» **To do**
Entries follow. Return each line that contains the word "pink".

» **Record extracts**
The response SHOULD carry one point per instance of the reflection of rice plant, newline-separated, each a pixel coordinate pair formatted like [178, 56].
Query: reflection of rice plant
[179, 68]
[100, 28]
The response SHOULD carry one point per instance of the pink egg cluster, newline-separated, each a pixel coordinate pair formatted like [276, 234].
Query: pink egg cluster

---

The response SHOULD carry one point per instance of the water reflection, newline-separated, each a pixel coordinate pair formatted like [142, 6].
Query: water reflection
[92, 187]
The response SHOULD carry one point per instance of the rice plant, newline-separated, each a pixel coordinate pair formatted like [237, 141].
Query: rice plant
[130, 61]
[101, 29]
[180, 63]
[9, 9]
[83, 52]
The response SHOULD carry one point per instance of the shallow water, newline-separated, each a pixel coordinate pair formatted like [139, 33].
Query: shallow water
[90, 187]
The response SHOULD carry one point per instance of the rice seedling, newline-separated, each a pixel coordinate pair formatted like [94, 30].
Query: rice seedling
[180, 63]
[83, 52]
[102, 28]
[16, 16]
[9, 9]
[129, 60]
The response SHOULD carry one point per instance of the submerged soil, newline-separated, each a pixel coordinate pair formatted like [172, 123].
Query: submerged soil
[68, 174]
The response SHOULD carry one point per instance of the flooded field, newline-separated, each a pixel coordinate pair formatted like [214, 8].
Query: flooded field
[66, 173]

==

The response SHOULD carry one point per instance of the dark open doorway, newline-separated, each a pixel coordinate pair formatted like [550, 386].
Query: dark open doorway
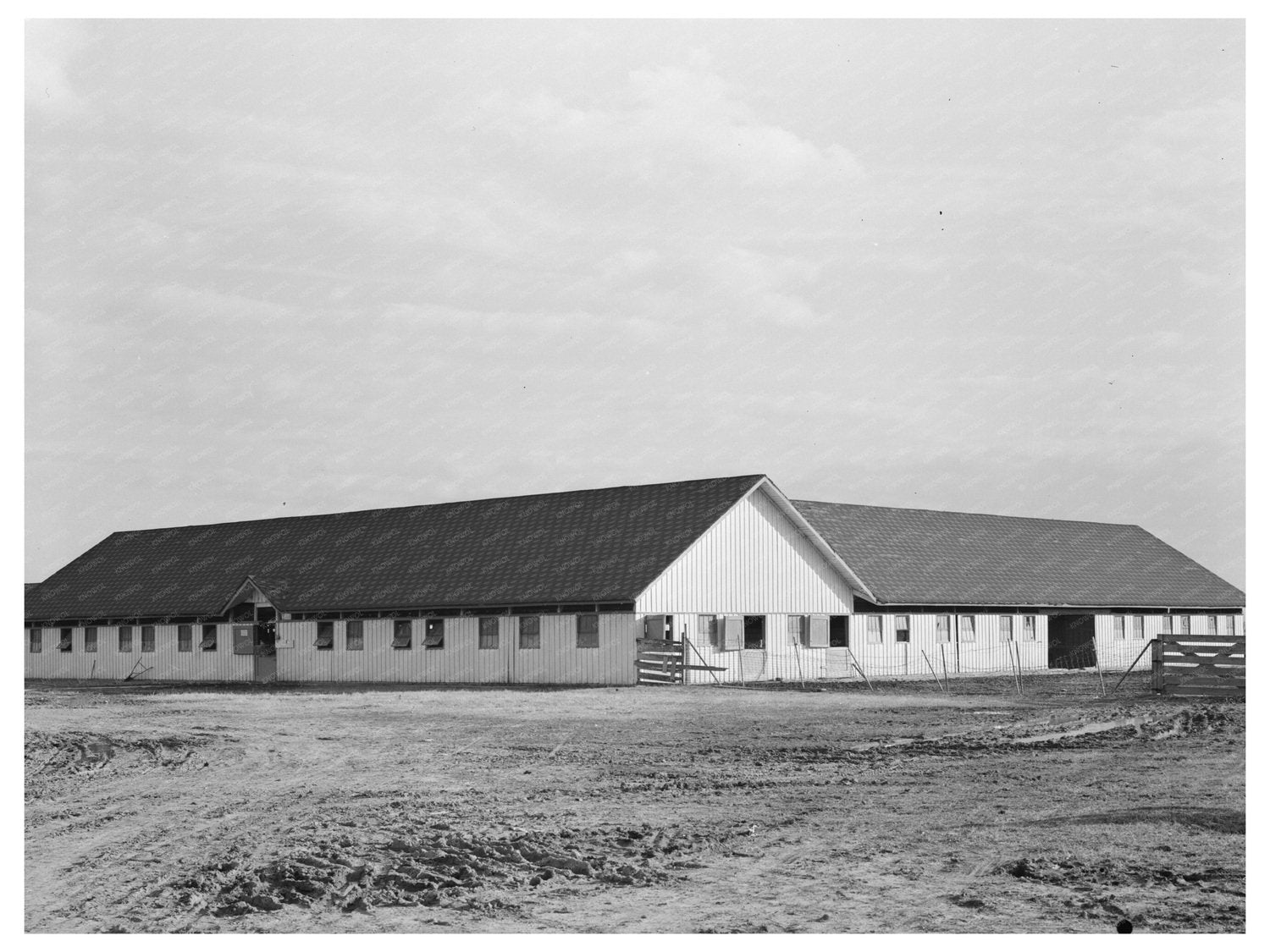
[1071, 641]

» **Result of this task**
The response SHOULD carry one point per instance of the pink egg cluster, newline-separated, each a pixel coordinate pair formatted like [276, 234].
Query: pink egg cluster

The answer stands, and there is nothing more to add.